◆ What is asked ◆
Output the full listing word for word.

====== Given data ======

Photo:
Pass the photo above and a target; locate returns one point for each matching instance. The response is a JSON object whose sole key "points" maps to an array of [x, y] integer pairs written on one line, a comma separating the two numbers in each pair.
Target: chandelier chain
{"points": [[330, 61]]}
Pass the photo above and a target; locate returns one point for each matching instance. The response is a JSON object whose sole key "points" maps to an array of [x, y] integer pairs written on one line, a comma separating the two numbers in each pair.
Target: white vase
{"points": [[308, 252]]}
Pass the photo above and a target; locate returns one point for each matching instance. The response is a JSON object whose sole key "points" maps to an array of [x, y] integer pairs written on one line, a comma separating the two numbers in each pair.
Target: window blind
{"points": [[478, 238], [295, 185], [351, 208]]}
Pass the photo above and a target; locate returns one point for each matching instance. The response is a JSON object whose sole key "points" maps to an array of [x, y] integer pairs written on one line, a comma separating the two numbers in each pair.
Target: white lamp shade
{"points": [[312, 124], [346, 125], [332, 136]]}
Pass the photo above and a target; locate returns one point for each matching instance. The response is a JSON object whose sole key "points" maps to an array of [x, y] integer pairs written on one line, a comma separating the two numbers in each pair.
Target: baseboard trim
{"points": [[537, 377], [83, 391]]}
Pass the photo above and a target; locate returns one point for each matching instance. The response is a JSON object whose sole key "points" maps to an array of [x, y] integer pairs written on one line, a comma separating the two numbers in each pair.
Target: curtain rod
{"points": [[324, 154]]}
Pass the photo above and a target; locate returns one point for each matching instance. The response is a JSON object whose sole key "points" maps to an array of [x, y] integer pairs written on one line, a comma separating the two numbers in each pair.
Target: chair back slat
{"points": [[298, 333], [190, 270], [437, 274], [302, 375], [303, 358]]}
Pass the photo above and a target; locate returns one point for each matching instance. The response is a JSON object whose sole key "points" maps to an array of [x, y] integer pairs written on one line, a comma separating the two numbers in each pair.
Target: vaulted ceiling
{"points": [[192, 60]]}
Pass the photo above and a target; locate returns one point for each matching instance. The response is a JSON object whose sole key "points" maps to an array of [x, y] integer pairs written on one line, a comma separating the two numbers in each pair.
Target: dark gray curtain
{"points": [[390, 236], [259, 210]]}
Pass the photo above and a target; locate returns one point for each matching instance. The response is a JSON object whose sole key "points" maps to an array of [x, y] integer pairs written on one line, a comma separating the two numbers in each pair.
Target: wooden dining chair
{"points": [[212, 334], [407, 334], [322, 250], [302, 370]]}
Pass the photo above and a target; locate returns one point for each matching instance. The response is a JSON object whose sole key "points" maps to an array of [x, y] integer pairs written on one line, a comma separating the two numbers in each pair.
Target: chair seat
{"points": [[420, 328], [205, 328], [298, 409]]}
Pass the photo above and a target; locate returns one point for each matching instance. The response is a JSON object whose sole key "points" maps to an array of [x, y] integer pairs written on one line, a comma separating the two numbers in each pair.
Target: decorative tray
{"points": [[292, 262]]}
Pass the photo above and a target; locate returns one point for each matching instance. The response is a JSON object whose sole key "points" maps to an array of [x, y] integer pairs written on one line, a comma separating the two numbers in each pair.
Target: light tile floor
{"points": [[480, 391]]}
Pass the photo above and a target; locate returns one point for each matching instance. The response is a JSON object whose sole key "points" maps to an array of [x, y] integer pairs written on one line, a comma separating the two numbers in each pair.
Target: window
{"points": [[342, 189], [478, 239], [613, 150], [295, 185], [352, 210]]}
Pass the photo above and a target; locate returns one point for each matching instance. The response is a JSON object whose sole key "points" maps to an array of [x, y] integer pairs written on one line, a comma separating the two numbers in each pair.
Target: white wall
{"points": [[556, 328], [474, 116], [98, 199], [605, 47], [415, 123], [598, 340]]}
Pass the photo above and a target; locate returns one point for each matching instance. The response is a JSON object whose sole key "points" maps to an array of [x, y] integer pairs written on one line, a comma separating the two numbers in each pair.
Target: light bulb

======

◆ Written solution ◆
Photo:
Pass the photo above and a target; locate returns one point for each matching instance. The response is a JSON object whose sole key "points" maps to an array of [x, y] integer pairs written on one line, a comma separating the two numbers in each pair.
Target: chandelier chain
{"points": [[330, 61]]}
Pass the photo above and a target; locate returns one point for each matching instance. The response is a JSON object whose sole key "points" maps to an array of [x, y] integer pairs written on one line, a comma separating the two numbers in each pair.
Target: white vase
{"points": [[308, 252]]}
Pass the photo above and a target; locate returns one point for each matching instance. The response is a JSON object whose sole key "points" maps to an array of [x, y] integer pairs written on one line, a comma separating the two numbers in each pair.
Target: window blind
{"points": [[478, 238], [295, 185], [351, 208]]}
Pass the photo above and a target; locate returns one point for each matching instance. The response is a JSON object whose sole key "points" maps to an array of [x, y] integer pairs written on one line, a comma separating the two numbers in each pair.
Target: white lamp shade
{"points": [[312, 124], [346, 125], [332, 136]]}
Pass the photo above and a target; locate returns one point for each matching instance. The response is a JSON object whose sole key "points" maps to an array of [x, y] integer pairs written on one line, a comma separating the two numbers in each pair.
Target: baseboard trim
{"points": [[537, 377], [83, 391]]}
Pass the photo above and a target; locate returns one point for each matching instance. The response is a JSON object whose sole key "points" maps to an array of [x, y] integer pairs written on one line, a comma separating the two numbers in each pair.
Target: curtain rod
{"points": [[324, 154]]}
Pass the photo above and a target; locate returns one point for each matching instance. The response is a JSON object whose sole key "points" maps to an array of [x, y] integer pairs written on one line, a comma separating the two numbers in each pair.
Target: chair back slat
{"points": [[298, 333], [190, 270], [437, 274], [302, 375], [303, 358]]}
Pass the photo above and a target; locate returns one point for each matching instance. The response is a JSON object whose sole key "points" maps to an array of [x, y] integer pairs written on one line, a comma separating the two numbers in each pair.
Target: vaulted ceiling
{"points": [[192, 60]]}
Pass the photo above and a target; locate returns one point for each matching instance. The response is a JSON object whose sole key "points" maps to an array of [x, y] integer pairs written on one line, a comma separating the two numbers in each pair.
Target: dark gray curtain
{"points": [[390, 236], [259, 210]]}
Pass the photo above and a target; locate returns one point for each matching instance. The response is a JSON object whose sole key "points" maps to an array of [x, y] integer pairs written on one line, a comma separating the two numbers in each pair.
Target: wooden dining chair
{"points": [[212, 334], [407, 334], [322, 250], [302, 370]]}
Pass the photo above and a target; locate returns one point for each matching instance. The response is a JSON object whose sole key "points" maps to an array of [x, y] integer pairs written on one line, a comma separating the two numbers in each pair.
Target: chair seat
{"points": [[420, 328], [205, 328], [298, 409]]}
Pass the photo above and a target; locate returns one point for each matching instance. The response is a JSON object whose sole key "points" maps to an array of [x, y] integer pairs written on one line, a comma separating the two numbers in each pair.
Target: decorative tray
{"points": [[292, 262]]}
Pass the photo above and a target; locate returns one point for each matching instance. The response is a JSON object whose sole key "points" maps to an array of [x, y] integer pairs written on one line, a comma separating the two numbers in each pair.
Target: light tile floor
{"points": [[480, 391]]}
Pass the photo above and a target; locate returns one point for each matching instance. The response is a JSON object whose sole key "points" maps to an array of [x, y] integer pairs written on one line, a comma separating the two numbers in each pair.
Target: window
{"points": [[342, 189], [478, 239], [613, 150], [295, 185], [352, 210]]}
Pass the photo above and a target; locate returns one point for each matching instance. The response is a JSON object whose sole key "points" maps to an array of [x, y] integer pairs written on one line, a comma separating the two numbers in each pair.
Target: white wall
{"points": [[556, 328], [474, 116], [98, 199], [605, 47], [415, 123], [598, 340]]}
Pass the photo above and a target; locate returns one point for each matching instance. The response is a JSON object whose sole key "points" maps to an array of [x, y] integer pairs written on one line, a comma separating the two numbers in each pair.
Target: light bulb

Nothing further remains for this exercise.